__Text-to-region grounding data__.
>>>
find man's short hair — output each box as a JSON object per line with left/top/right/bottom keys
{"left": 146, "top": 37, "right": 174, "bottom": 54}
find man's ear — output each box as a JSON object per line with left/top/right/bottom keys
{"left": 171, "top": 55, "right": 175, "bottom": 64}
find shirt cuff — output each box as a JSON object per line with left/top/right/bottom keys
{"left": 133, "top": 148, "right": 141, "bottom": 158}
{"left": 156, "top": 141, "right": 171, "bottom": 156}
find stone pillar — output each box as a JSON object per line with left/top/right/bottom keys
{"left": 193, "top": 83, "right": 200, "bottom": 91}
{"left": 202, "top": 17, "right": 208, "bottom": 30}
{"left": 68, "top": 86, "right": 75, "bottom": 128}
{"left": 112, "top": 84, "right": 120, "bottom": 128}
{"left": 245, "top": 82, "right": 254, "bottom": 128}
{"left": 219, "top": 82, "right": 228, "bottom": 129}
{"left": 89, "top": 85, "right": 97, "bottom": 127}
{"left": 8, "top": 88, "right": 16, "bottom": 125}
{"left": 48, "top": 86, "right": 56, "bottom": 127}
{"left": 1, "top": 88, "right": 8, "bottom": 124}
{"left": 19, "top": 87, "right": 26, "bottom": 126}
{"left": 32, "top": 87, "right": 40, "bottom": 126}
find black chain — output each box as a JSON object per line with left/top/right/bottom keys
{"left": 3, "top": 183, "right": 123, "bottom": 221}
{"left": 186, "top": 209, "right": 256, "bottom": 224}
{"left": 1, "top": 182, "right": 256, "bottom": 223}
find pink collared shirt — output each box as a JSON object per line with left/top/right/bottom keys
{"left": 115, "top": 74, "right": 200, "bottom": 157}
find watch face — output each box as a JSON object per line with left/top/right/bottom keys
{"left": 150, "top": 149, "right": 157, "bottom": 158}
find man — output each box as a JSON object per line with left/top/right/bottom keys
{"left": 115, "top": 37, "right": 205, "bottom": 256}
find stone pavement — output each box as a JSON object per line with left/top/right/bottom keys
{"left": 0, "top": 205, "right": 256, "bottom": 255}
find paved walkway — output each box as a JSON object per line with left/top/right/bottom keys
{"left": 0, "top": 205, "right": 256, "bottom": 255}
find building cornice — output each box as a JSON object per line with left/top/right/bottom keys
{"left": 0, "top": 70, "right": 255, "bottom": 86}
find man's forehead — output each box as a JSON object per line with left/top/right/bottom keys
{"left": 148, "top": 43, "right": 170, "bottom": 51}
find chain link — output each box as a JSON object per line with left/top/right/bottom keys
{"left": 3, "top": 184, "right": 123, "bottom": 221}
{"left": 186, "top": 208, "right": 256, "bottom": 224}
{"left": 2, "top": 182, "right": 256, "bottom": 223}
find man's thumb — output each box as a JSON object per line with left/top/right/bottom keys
<<<
>>>
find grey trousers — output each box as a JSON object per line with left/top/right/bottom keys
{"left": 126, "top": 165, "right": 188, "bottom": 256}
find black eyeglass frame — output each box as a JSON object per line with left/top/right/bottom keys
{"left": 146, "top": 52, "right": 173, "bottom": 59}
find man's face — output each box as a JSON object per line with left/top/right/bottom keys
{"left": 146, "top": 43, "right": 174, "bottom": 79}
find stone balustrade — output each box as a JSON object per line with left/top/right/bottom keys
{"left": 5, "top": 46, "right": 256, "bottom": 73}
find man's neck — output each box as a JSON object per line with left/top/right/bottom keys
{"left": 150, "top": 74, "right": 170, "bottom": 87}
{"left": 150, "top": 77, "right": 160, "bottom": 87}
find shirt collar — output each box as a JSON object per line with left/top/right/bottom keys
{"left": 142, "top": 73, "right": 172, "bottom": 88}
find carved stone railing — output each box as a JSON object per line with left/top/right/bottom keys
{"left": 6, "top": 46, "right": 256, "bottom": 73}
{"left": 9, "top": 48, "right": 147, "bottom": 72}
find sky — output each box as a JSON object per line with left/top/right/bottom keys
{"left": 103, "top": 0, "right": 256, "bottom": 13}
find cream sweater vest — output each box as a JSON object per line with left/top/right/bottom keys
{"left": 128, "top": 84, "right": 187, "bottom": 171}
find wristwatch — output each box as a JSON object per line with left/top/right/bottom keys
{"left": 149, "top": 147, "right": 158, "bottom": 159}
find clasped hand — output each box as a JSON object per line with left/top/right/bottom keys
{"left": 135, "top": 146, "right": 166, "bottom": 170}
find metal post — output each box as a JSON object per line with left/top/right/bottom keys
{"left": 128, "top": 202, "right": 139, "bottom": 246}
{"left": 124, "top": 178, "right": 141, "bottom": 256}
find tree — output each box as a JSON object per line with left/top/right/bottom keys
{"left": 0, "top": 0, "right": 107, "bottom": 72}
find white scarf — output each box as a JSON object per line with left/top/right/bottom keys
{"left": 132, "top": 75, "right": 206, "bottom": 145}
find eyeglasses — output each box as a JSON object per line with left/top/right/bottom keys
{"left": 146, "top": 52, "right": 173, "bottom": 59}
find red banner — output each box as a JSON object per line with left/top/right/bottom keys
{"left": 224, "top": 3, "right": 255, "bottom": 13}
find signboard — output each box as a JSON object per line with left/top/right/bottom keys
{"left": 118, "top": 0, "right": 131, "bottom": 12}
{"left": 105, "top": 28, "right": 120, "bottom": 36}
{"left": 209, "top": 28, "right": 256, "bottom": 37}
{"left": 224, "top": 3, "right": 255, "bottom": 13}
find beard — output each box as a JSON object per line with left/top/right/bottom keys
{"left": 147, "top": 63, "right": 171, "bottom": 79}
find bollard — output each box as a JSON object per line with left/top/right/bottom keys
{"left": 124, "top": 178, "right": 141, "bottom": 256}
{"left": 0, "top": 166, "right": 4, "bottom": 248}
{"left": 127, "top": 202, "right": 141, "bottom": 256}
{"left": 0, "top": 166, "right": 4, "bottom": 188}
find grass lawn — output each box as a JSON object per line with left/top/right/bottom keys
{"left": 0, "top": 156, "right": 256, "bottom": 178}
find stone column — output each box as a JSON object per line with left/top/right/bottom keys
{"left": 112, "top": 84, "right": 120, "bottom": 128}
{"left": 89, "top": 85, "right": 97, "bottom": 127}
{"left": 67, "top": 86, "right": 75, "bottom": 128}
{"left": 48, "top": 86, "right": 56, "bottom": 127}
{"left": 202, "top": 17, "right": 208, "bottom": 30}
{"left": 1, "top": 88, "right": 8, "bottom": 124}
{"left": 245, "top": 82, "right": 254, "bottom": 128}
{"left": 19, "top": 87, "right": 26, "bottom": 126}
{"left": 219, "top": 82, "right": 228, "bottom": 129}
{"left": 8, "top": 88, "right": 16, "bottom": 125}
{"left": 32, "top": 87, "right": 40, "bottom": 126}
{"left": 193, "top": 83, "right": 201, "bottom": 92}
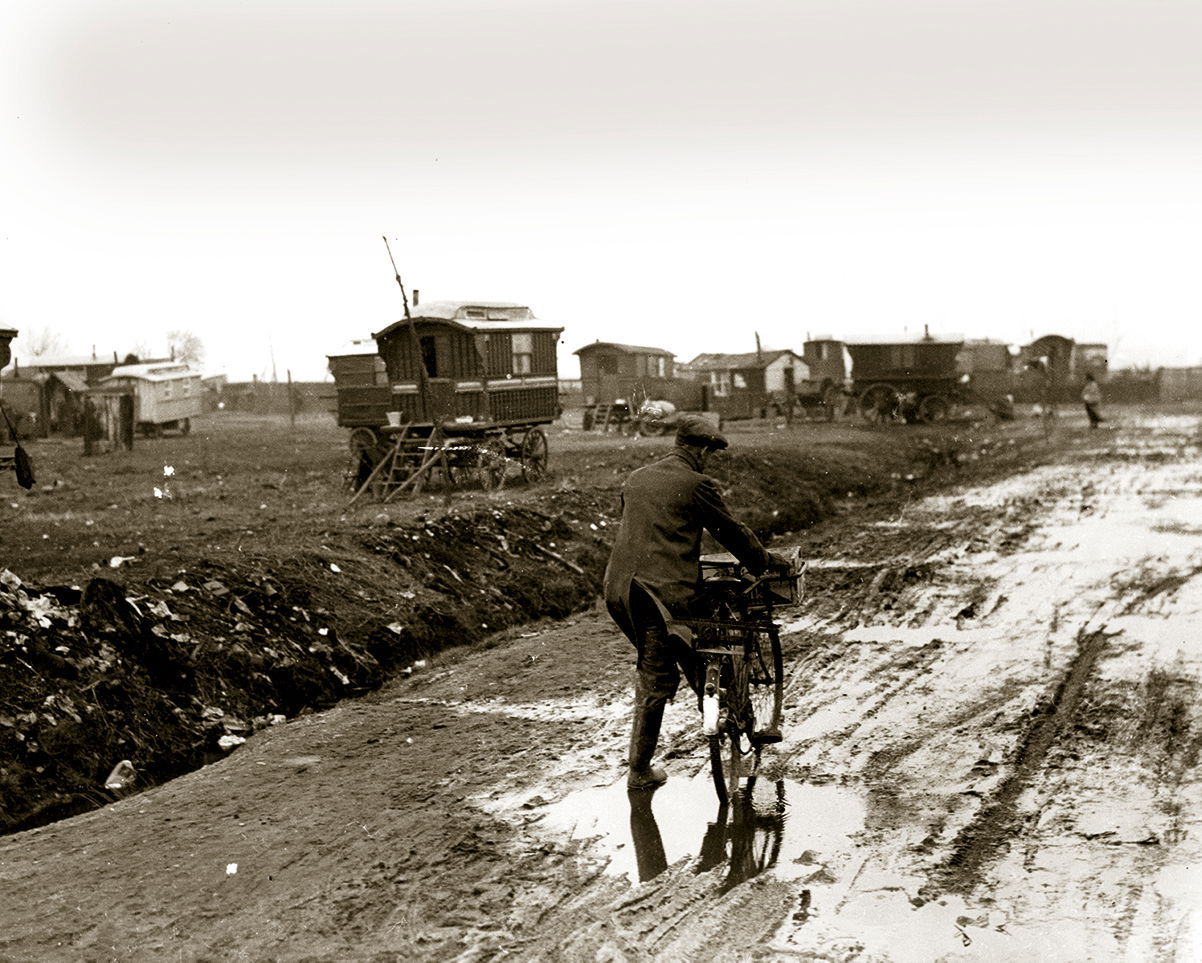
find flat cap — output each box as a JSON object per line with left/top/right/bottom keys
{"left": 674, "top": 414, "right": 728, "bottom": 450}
<<<
>>>
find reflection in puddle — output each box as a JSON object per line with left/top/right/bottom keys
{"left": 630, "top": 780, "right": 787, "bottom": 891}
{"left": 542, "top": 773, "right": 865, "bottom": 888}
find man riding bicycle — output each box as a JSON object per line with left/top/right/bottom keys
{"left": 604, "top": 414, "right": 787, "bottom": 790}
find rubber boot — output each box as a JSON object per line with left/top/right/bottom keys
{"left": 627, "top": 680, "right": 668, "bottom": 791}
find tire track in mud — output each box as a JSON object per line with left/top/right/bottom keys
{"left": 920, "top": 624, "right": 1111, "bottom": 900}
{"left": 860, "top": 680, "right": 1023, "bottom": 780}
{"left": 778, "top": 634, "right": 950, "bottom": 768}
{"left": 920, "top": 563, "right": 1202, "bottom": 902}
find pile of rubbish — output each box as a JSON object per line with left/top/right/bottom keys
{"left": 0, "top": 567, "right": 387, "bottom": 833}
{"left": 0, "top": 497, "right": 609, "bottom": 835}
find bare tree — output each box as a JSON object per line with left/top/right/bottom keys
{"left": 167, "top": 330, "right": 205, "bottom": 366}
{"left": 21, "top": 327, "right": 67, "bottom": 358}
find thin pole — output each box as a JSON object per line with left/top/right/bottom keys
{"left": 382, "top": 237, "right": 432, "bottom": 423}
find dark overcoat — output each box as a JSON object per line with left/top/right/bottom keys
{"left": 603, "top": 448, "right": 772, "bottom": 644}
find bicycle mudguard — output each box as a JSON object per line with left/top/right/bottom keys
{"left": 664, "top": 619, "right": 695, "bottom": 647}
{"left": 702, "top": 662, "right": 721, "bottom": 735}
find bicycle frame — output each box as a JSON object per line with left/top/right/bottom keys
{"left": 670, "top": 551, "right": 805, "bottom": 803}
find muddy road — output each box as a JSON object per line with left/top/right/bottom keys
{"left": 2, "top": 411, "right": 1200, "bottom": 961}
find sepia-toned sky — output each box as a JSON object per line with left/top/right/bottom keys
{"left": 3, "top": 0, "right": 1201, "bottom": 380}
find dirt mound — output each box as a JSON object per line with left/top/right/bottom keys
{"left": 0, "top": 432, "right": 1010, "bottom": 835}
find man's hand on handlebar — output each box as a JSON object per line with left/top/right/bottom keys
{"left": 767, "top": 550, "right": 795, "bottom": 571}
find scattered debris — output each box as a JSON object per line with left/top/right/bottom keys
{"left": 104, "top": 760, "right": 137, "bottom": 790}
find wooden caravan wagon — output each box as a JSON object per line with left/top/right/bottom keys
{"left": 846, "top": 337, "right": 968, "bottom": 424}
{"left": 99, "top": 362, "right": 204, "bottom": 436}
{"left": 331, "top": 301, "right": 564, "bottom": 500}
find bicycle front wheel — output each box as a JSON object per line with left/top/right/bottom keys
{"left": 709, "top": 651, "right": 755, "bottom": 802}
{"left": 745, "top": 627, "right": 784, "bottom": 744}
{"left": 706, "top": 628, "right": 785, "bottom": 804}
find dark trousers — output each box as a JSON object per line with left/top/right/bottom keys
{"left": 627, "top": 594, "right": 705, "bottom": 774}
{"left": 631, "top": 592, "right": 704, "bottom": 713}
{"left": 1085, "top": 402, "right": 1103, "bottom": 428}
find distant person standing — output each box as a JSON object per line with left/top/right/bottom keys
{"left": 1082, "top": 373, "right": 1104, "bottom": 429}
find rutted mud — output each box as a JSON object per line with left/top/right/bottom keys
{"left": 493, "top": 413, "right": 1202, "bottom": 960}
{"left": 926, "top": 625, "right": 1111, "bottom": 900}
<<<
Please transcribe only the lines in the records above running from the line that has "find man — output" through the line that has "find man's thumb", both included, exactly as they appear.

__EXERCISE RESPONSE__.
find man — output each box as a JSON object per line with left/top/right/bottom keys
{"left": 115, "top": 37, "right": 205, "bottom": 256}
find stone pavement — output each box as a JSON object per line with left/top/right/bottom keys
{"left": 0, "top": 205, "right": 256, "bottom": 255}
find paved walkway — output each box as a JSON object per line with left/top/right/bottom keys
{"left": 0, "top": 205, "right": 256, "bottom": 255}
find building cornice — output each box as a JSON object per line with left/top/right/bottom keys
{"left": 0, "top": 70, "right": 255, "bottom": 86}
find man's forehead — output each box as a JSON object per line with left/top/right/bottom keys
{"left": 148, "top": 43, "right": 170, "bottom": 51}
find chain link — output each box as a JSON object per line with left/top/right/bottom keys
{"left": 3, "top": 184, "right": 123, "bottom": 221}
{"left": 186, "top": 208, "right": 256, "bottom": 224}
{"left": 2, "top": 182, "right": 256, "bottom": 223}
find man's thumb — output each box as a JSON object per line with left/top/right/bottom keys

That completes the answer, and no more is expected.